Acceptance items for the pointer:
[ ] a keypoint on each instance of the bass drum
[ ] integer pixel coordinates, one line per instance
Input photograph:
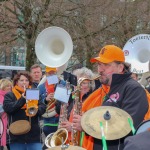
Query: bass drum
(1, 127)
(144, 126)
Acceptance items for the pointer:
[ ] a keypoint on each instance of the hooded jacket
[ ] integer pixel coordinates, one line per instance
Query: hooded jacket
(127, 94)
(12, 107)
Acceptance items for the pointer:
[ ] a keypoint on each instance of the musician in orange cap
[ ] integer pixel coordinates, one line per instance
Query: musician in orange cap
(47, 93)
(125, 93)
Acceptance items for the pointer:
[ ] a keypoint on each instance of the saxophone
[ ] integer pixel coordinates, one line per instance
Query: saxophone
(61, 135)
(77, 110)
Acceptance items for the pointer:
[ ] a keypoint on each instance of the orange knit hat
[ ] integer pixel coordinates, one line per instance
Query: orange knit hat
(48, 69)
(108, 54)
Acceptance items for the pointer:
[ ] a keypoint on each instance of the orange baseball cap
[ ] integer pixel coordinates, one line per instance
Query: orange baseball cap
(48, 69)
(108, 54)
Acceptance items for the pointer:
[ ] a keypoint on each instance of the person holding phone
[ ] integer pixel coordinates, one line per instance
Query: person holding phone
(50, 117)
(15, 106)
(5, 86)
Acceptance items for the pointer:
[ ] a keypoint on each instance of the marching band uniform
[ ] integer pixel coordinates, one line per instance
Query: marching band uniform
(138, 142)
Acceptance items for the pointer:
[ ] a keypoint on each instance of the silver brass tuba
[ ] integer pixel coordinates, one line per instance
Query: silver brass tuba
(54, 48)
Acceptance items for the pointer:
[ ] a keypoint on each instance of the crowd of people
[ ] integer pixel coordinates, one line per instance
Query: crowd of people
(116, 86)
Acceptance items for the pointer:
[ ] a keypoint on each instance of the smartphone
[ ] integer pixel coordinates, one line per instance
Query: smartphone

────────────────

• Work task:
Among the lines above, please find those with "each" and copy them.

• Output of the exercise:
[ ] a keypoint on each instance of the bass drum
[ ] a keypoint on each instance of the hooded jacket
[ ] a keypoint on each instance of the musician in orange cap
[ ] a keypoint on each instance of the saxophone
[ ] a keypoint on each instance of the orange knit hat
[ ] a keypoint on each instance of the orange baseball cap
[ ] a keypoint on each instance of the person holding phone
[ ] a keypoint on each instance of the marching band uniform
[ ] a keypoint on each instance of the silver brass tuba
[ ] a keypoint on each instance of the crowd of people
[ ] a keypoint on each instance of the smartphone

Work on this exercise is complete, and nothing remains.